** begin **

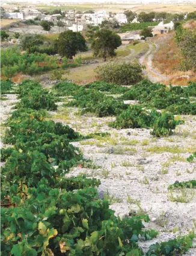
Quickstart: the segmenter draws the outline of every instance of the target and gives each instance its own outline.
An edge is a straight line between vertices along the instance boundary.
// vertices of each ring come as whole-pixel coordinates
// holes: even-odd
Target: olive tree
[[[121,40],[118,34],[103,28],[95,33],[91,48],[94,56],[102,57],[105,62],[107,57],[116,55],[115,50],[121,45]]]
[[[78,51],[87,51],[86,41],[81,33],[67,30],[61,33],[57,40],[58,53],[72,59]]]

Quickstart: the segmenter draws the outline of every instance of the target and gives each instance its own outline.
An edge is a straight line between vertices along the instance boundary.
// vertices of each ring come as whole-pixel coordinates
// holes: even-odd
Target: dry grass
[[[26,76],[22,72],[16,74],[12,78],[11,81],[14,83],[21,83],[24,79],[26,79]]]
[[[165,74],[168,78],[166,84],[171,83],[173,85],[186,85],[189,80],[196,81],[196,74],[193,71],[180,70],[179,65],[182,56],[174,41],[174,32],[170,35],[171,36],[163,39],[161,42],[161,36],[155,39],[155,42],[159,40],[160,43],[159,50],[153,59],[153,67]]]
[[[8,25],[10,25],[12,23],[17,22],[19,21],[18,19],[1,19],[1,28],[7,26]]]
[[[82,65],[70,69],[70,73],[63,75],[63,77],[73,80],[78,84],[88,83],[96,80],[94,65]]]

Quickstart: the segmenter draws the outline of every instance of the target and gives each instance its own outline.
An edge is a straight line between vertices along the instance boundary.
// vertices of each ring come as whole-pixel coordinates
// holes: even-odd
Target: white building
[[[157,26],[154,27],[152,30],[152,34],[155,36],[167,33],[169,31],[174,29],[174,22],[172,21],[166,24],[164,24],[164,21],[161,21]]]
[[[58,21],[57,17],[55,15],[44,15],[41,18],[41,21],[51,21],[52,22],[56,23]]]
[[[24,19],[24,15],[23,13],[8,13],[9,19]]]
[[[103,21],[106,19],[105,11],[100,11],[94,13],[84,13],[82,18],[87,20],[87,24],[91,24],[94,26],[100,25]]]
[[[139,23],[139,21],[138,21],[138,18],[135,18],[133,21],[132,21],[131,23]]]
[[[135,40],[141,40],[143,36],[140,36],[141,30],[135,30],[130,32],[118,34],[122,41],[122,43],[129,43],[130,42]]]
[[[127,19],[125,14],[124,13],[117,13],[115,15],[114,18],[118,21],[118,23],[122,24],[123,23],[127,22]]]
[[[81,32],[83,30],[84,26],[82,25],[78,25],[75,23],[72,24],[72,27],[68,27],[68,30],[72,30],[73,32]]]

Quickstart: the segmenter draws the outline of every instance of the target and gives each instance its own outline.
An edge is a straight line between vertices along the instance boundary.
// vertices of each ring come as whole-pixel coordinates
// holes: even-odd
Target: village
[[[152,36],[168,33],[174,29],[174,23],[186,18],[188,12],[180,14],[171,14],[165,12],[146,13],[141,12],[136,13],[129,10],[124,10],[121,13],[108,12],[105,10],[85,11],[76,11],[76,9],[63,11],[59,8],[51,13],[44,10],[35,8],[34,5],[14,6],[10,7],[3,6],[1,8],[1,17],[2,19],[18,21],[30,25],[39,25],[43,21],[51,22],[55,28],[52,28],[50,33],[60,33],[66,30],[72,30],[73,32],[85,33],[91,27],[103,27],[109,25],[111,28],[118,33],[122,43],[126,44],[135,40],[144,39],[145,37],[141,34],[142,29],[126,29],[124,33],[120,30],[122,26],[130,24],[141,24],[149,22],[147,26],[151,30]],[[61,7],[61,6],[60,6]],[[148,24],[147,24],[148,25]],[[142,26],[141,26],[142,27]],[[38,28],[38,27],[37,28]],[[25,32],[16,28],[10,30],[10,32]],[[37,31],[35,33],[43,33],[44,31]],[[32,31],[32,33],[33,31]]]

** end **

GIVEN EXERCISE:
Format all of the entries above as a JSON list of strings, one string per line, with blank lines and the pictures left out.

RESPONSE TO THIS EXERCISE:
[
  "Quickstart: the segmenter draws the outline of every instance of the target and gives each instance its own outline.",
  "An edge is a straight line between vertices along the instance boundary.",
  "// vertices of each ring come as whole-pixel coordinates",
  "// holes: even-odd",
  "Target: olive tree",
  "[[[121,40],[118,34],[103,28],[95,33],[91,48],[94,56],[102,57],[105,62],[107,57],[116,55],[115,50],[121,45]]]",
  "[[[78,51],[87,51],[86,41],[81,33],[67,30],[61,33],[57,40],[58,53],[72,59]]]",
  "Quickstart: the segmenter draws the outline of every instance of the target and gives each instance its own outline.",
  "An edge is a straight line between vertices along the instance boundary.",
  "// vertices of each ring come as whole-pixel coordinates",
  "// holes: even-odd",
  "Target: dry grass",
  "[[[26,76],[22,72],[16,74],[12,78],[11,81],[14,83],[21,83],[24,79],[26,79]]]",
  "[[[165,74],[168,78],[166,84],[171,83],[173,85],[186,85],[189,80],[196,81],[196,74],[193,71],[180,70],[179,65],[182,56],[174,41],[174,32],[170,35],[171,36],[163,39],[161,42],[161,36],[155,39],[155,42],[159,40],[160,43],[159,50],[153,59],[153,67]]]",
  "[[[8,25],[10,25],[12,23],[17,22],[19,21],[18,19],[1,19],[1,28],[7,26]]]",
  "[[[82,65],[70,69],[70,73],[63,75],[63,77],[73,80],[78,84],[88,83],[96,80],[94,65]]]",
  "Quickstart: the segmenter draws the outline of every instance of the target and gives each instance its own outline.",
  "An edge is a straight line between vertices along the instance boundary.",
  "// vertices of each ring come as whole-pixel coordinates",
  "// holes: even-odd",
  "Target: white building",
  "[[[157,26],[154,27],[152,30],[152,34],[155,36],[167,33],[169,31],[174,29],[174,22],[172,21],[166,24],[164,24],[164,21],[161,21]]]",
  "[[[58,21],[57,17],[55,15],[44,15],[41,18],[41,21],[51,21],[52,22],[56,23]]]",
  "[[[24,19],[24,15],[23,13],[8,13],[9,19]]]",
  "[[[103,21],[106,19],[105,11],[100,11],[94,13],[84,13],[82,18],[87,20],[87,24],[91,24],[94,26],[100,25]]]",
  "[[[139,23],[139,21],[138,21],[138,18],[135,18],[133,21],[132,21],[131,23]]]",
  "[[[135,40],[141,40],[143,36],[140,36],[141,30],[135,30],[130,32],[118,34],[122,41],[122,43],[129,43],[130,42]]]",
  "[[[127,19],[125,14],[124,13],[117,13],[115,15],[114,18],[118,21],[118,23],[122,24],[123,23],[127,22]]]",
  "[[[81,32],[83,30],[84,26],[82,25],[78,25],[75,23],[72,24],[72,27],[68,27],[68,30],[72,30],[73,32]]]",
  "Quickstart: the segmenter draws the outline of every instance of the target and gives each instance its own outline.",
  "An edge is a straight line between vertices along the instance boundary.",
  "// vertices of each ring come as whole-pixel coordinates",
  "// holes: even-odd",
  "Target: village",
  "[[[152,36],[168,33],[174,29],[174,23],[186,18],[188,12],[180,14],[171,14],[165,12],[146,13],[141,12],[136,13],[129,10],[124,10],[121,13],[108,12],[105,10],[85,11],[76,11],[76,9],[63,11],[59,8],[51,13],[44,10],[35,8],[34,5],[14,6],[10,7],[3,6],[1,8],[1,17],[2,19],[18,21],[30,25],[39,25],[43,21],[51,22],[55,28],[52,28],[50,33],[60,33],[66,30],[72,30],[73,32],[85,33],[91,27],[103,27],[109,25],[111,28],[118,33],[122,43],[126,44],[135,40],[144,39],[145,37],[141,34],[142,29],[126,29],[124,33],[120,30],[122,26],[130,24],[141,24],[149,22],[147,26],[151,30]],[[61,7],[61,6],[60,6]],[[148,24],[147,24],[148,25]],[[142,26],[141,26],[142,27]],[[38,28],[38,27],[37,28]],[[25,32],[16,28],[10,30],[10,32]],[[37,31],[35,33],[43,33],[44,31]],[[32,31],[32,33],[33,31]]]"
]